[DOCUMENT EXTRACT]
....

# Drying towels! Which do you use?



## phil_lfc_3 (Oct 12, 2010)

I'm after a good drying towel as the one I have is a bit small and maby not the best at soaking up too much water! 

What's everyone using and is it any good?

Cheers

Phil


----------



## alan_n (Apr 14, 2008)

I've got a few of the blue ones from elitecarcare. think they were £7.99 ea. Very good for the money


----------



## chillly (Jun 25, 2009)

Megs water magnet for wheels and plastics.
The big blue waffle weave ones for paint and glass.

And Serious performance uber for very very best:thumb:


----------



## J90CVC (Nov 21, 2010)

Search.

http://www.detailingworld.co.uk/forum/showthread.php?t=176113&highlight=Drying+towel

http://www.detailingworld.co.uk/forum/showthread.php?t=198452&highlight=Drying+towel

http://www.detailingworld.co.uk/forum/showthread.php?t=198035&highlight=Drying+towel

http://www.detailingworld.co.uk/forum/showthread.php?t=196723&highlight=Drying+towel

http://www.detailingworld.co.uk/forum/showthread.php?t=186230&highlight=Drying+towel


----------



## tonyy (Jul 26, 2008)

....

[INFORMATION PROVIDED]
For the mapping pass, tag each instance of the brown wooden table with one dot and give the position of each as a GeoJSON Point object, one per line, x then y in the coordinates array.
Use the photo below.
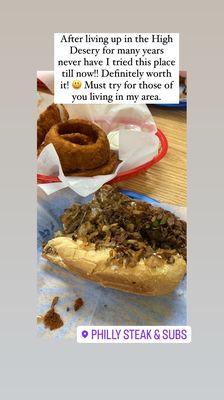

....

[EXERCISE SET]
A. In the drying towel thread, which towel does chillly use for wheels and plastics?
B. Continue the forum thread on drying towels from the point where it stops.
The data comes from a separate source.

[RESPONSES]
A. Megs water magnet.

B.
I have chemical guys miracle dryer,very impressed...


----------



## -Kev- (Oct 30, 2007)

J90CVC said:


> Search.
> 
> http://www.detailingworld.co.uk/forum/showthread.php?t=176113&highlight=Drying+towel
> 
> ...


stop telling people to use the search function - people are allowed to ask questions. if you've not got a constructive answer don't post


----------



## GSVHammer (Feb 7, 2009)

Just took advantge of this offer:
http://www.detailingworld.co.uk/forum/showthread.php?t=128244

Yet to try them.
I also have 2x CG Miracle Dryers 1 Elite drying towel + 1 Meguiars water magnet.

Like the CG MD but are expensive.
Elite 1 is ok a little small.
Now use the Megs WM for cleaning my glass as it's waffle weave no fibres come off it.

I never seem to have enough drying towels.


----------



## sanchez89 (Feb 14, 2009)

copied from my post on another thread:

i mainly use the yellow one pass towel. i find its the best. this towel

poorboys blue waffle towel

Dodo Towel


----------



## Mean & clean (Aug 19, 2007)

Chemical Guys miracle dryer and Turtle Wax ICE waffle weave for me.

Both very good and I recommend either.


----------



## Ninja59 (Feb 17, 2009)

AB blue one with red edging


----------



## HairyMonster (Apr 3, 2010)

CG Wooly Mammoth big enough to dry 2 cars.


----------



## burger (Feb 10, 2009)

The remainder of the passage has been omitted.